### Work instructions
1. Decide whether each statement agrees with the shea butter thread, answering yes or no and quoting the deciding words: (a) Cirean describes shea butter as pretty heavy and greasy. (b) dbrown82 mostly uses shea butter on the face in the summer. (c) dbrown82 reports that shea butter clogged their pores.
2. In the shea butter thread, what does dbrown82 mix with shea butter for use on the face?
3. Copy the passage of the shea butter thread from "Or maybe I am" up to and including "Thanks in advantage.".

### Exercise text
# Shea Butter?



## lollipop (Nov 9, 2005)

Is there anyone who use this. I know it can be very good for your hair and so. But I would like to know if I will use it for my skin, will it clog the pores?

Thanks anyway!!!


----------



## lollipop (Nov 9, 2005)

Nobody?  /emoticons/[email protected] 2x" width="20" height="20" />


----------



## Cirean (Nov 9, 2005)

By your skin do you mean your face? Shea butter is good for hands and body but I don't think it's meant for faces, it's pretty heavy and greasy.


----------



## dbrown82 (Nov 9, 2005)

I've been using shea butter way before it became a hit in America. I use it mixed with pure mango butter for my face. I make shea butter cream for my hair, and whip the shea butter until its a cream texture for my face. I mostly use it on my face during the winter time.


----------



## lollipop (Nov 9, 2005)

Yes actually I meant for the face. But hey if it is good for the hands and body, i`ll then use it there. Thanks!!!


----------



## lollipop (Nov 9, 2005)

Or maybe I am gonna use it in the winter also. What kinda skintype do you have? Did you noticed any breakouts from the sheabutter? Thanks in advantage.


----------



## dbrown82 (Nov 9, 2005)

I consider myself combination to normal. I don't breakout, and it didn't clog my pores. It just leaves my skin really soft and I use African black soap.

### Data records
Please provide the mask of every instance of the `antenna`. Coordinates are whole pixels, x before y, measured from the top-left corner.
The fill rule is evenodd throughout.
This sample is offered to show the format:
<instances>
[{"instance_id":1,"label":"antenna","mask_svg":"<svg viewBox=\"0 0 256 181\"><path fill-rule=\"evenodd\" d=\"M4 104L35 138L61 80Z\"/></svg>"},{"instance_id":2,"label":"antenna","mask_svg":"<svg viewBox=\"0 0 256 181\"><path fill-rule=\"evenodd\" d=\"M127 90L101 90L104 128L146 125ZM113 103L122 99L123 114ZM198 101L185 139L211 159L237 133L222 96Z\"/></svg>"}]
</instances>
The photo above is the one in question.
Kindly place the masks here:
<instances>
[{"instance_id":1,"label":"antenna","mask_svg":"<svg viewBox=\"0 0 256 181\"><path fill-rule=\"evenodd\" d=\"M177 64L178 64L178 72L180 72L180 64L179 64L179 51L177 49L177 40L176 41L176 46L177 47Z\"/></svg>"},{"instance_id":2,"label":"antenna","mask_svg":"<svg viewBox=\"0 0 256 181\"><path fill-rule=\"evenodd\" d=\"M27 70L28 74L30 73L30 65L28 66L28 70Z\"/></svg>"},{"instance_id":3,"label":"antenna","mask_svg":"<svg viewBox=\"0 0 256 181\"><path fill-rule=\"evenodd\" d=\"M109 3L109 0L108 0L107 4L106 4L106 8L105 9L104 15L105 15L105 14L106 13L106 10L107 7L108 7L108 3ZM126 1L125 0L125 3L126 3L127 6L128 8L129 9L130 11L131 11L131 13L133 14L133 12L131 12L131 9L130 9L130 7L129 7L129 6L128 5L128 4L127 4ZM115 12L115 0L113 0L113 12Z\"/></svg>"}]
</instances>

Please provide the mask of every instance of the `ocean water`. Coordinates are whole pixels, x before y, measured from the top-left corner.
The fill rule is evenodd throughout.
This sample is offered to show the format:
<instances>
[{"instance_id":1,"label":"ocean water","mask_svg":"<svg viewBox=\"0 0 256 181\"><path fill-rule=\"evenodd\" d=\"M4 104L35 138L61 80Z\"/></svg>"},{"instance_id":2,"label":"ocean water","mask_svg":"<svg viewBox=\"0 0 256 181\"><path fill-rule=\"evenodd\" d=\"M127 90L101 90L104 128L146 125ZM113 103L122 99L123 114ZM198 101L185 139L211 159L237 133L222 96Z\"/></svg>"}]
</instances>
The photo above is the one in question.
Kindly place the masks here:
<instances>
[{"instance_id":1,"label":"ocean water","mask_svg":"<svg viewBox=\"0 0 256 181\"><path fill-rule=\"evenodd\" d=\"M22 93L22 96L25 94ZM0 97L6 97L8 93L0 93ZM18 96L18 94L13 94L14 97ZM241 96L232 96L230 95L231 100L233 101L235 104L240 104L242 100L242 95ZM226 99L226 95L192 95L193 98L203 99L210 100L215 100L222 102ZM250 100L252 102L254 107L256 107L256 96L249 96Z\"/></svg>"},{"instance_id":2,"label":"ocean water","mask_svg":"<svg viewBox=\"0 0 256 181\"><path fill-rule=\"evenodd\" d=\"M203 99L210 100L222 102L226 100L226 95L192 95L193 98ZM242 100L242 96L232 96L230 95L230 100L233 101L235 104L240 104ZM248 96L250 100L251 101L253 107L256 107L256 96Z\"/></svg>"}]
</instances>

### Answers given
1.
(a) Yes: "it's pretty heavy and greasy."
(b) No: "I mostly use it on my face during the winter time."
(c) No: "I don't breakout, and it didn't clog my pores."

2. Pure mango butter.

3.
Or maybe I am gonna use it in the winter also. What kinda skintype do you have? Did you noticed any breakouts from the sheabutter? Thanks in advantage.